> _Excerpt_
|---|
In the Blogs: Good Things Never Change

Highlights of some of our favorite tax-related blogs from the past week.

Just Super

  • Don’t Mess With Taxes: Cheat cheat, beat frequently: “Is Belichick’s coaching style like tax avoidance or tax evasion?” looks at the leadership style, we guess you call it, of the helmsman of the now-reigning NFL champs. Is cutting corners the only real way to triumph? Deflating notion.
  • Tax Girl: Patriots 28, Seahawks 24, Taxpayers??: Just how much money goes into football’s biggest game. And how much comes out of various tax bases in one way or another?

Guest writers

  • Tax Policy: Alan Cole looks at a recent Washington Post editorial opposing repeal of the ACA’s medical-device tax (see “caving in to special interests”).
  • Bond Beebe’s It’s Taxing: Blogger Billy Thomas looks at the congressional gift that keeps on giving, at least through the end of last year: extension of tax-free distributions from IRAs for charitable purposes, or a Qualified Charitable Distribution.
|---|
> _Parts of the exercise_
1) Echo the part of the tax blog roundup that runs from "Highlights of some" through "way or another?".
2) List every blog named in the tax blog roundup.

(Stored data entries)
|---|
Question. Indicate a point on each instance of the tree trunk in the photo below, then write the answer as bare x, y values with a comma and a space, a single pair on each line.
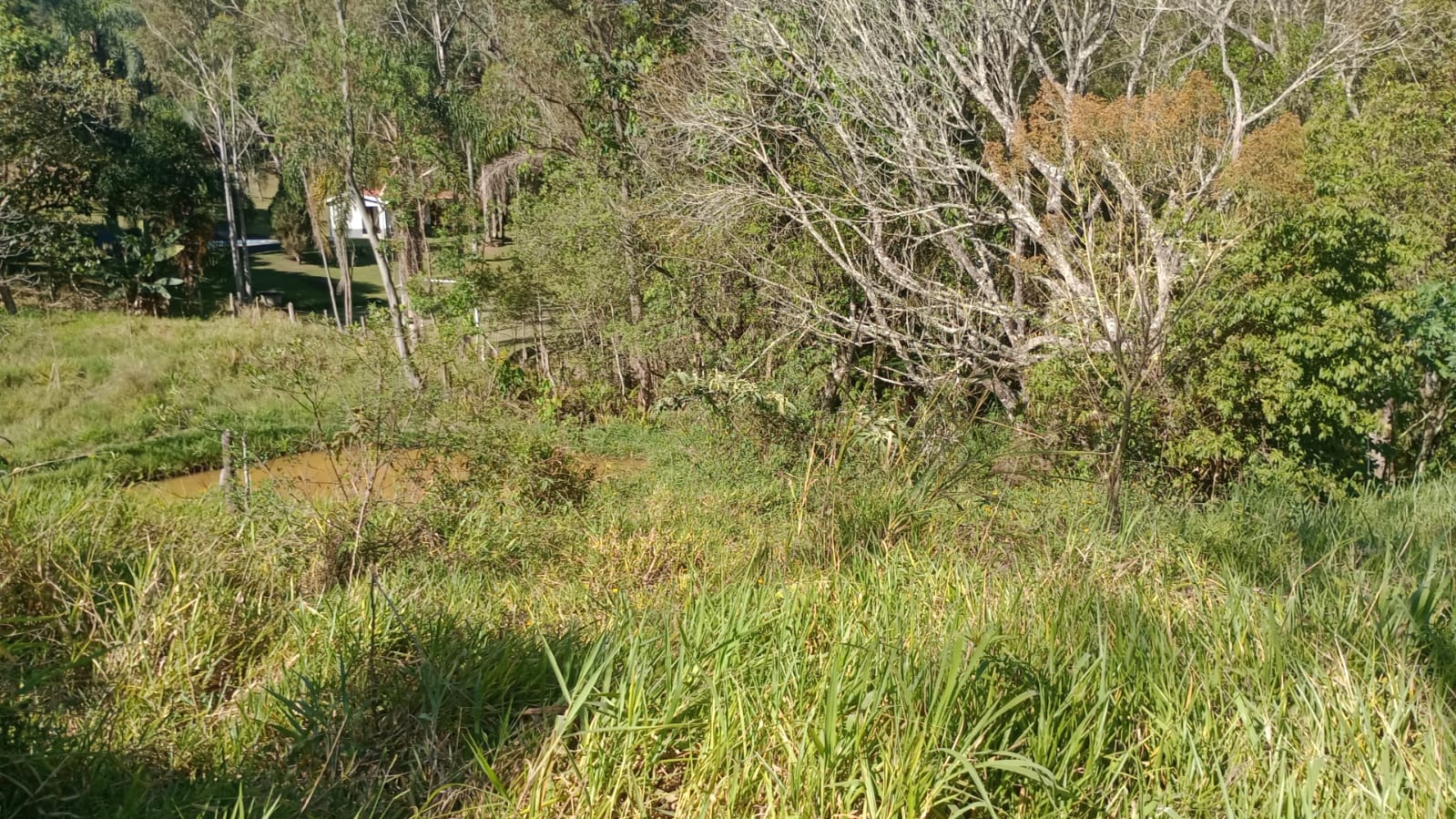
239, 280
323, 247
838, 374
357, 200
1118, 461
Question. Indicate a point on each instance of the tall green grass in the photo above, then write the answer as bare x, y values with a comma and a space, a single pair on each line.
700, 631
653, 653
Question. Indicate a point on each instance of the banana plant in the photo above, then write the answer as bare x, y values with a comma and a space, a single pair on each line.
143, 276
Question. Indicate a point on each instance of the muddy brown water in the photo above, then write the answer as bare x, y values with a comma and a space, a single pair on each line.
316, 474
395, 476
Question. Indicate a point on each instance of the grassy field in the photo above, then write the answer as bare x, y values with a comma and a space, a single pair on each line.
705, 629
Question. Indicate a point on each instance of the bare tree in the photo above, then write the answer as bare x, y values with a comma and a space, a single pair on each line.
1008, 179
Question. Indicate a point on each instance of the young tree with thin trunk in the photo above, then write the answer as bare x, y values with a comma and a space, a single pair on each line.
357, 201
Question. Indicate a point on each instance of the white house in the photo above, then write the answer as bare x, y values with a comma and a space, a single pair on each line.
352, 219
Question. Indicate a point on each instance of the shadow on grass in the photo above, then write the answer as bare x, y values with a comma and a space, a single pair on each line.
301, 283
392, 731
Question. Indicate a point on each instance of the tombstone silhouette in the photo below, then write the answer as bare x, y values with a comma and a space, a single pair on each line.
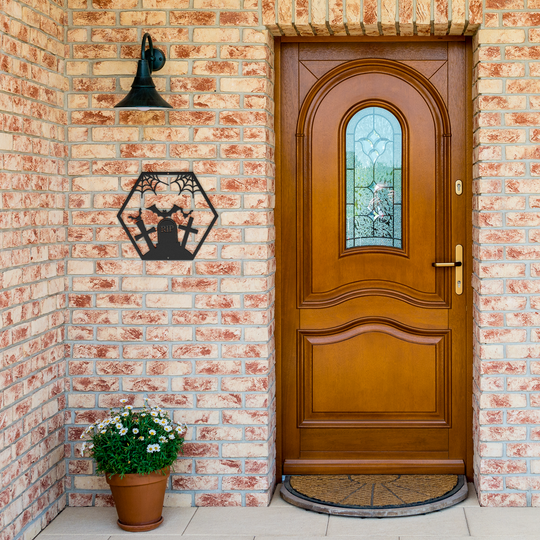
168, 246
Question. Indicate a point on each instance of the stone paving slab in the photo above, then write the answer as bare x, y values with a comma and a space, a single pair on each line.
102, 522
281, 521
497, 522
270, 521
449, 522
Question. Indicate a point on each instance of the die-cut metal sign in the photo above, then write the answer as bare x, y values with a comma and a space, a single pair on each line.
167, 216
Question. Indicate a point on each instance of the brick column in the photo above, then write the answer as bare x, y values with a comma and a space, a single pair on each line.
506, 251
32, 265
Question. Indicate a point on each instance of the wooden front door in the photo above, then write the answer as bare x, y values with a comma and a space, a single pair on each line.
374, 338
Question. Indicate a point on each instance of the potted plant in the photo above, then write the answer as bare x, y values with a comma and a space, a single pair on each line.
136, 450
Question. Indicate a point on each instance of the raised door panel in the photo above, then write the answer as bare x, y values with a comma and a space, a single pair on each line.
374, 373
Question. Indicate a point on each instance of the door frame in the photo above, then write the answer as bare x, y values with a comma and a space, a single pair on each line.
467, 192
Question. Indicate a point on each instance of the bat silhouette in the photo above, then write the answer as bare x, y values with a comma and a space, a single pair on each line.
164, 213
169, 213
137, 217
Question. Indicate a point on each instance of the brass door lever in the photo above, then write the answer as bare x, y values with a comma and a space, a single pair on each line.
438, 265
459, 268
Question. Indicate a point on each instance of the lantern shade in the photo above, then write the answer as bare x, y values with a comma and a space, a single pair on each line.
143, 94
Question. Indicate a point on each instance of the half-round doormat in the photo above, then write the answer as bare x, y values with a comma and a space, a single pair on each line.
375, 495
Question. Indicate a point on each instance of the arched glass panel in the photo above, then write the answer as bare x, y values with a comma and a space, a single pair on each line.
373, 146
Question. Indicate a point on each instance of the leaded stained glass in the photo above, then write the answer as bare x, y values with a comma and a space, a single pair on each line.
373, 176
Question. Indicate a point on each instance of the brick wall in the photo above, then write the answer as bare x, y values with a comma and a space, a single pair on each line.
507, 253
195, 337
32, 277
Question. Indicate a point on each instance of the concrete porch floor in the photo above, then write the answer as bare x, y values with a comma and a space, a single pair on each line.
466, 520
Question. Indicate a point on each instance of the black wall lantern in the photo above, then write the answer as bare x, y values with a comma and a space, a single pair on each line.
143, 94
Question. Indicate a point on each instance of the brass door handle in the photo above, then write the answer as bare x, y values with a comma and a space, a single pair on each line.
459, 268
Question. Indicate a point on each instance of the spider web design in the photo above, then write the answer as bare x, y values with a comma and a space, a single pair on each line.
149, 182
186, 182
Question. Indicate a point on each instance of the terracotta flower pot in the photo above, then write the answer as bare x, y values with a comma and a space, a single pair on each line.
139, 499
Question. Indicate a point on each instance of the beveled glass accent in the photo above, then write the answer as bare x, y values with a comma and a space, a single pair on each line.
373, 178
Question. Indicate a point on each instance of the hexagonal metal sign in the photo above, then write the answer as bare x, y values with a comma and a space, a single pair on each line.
|---|
> _Response list_
1)
Highlights of some of our favorite tax-related blogs from the past week.

Just Super

  • Don’t Mess With Taxes: Cheat cheat, beat frequently: “Is Belichick’s coaching style like tax avoidance or tax evasion?” looks at the leadership style, we guess you call it, of the helmsman of the now-reigning NFL champs. Is cutting corners the only real way to triumph? Deflating notion.
  • Tax Girl: Patriots 28, Seahawks 24, Taxpayers??: Just how much money goes into football’s biggest game. And how much comes out of various tax bases in one way or another?

2)
Don’t Mess With Taxes
Tax Girl
Tax Policy
Bond Beebe’s It’s Taxing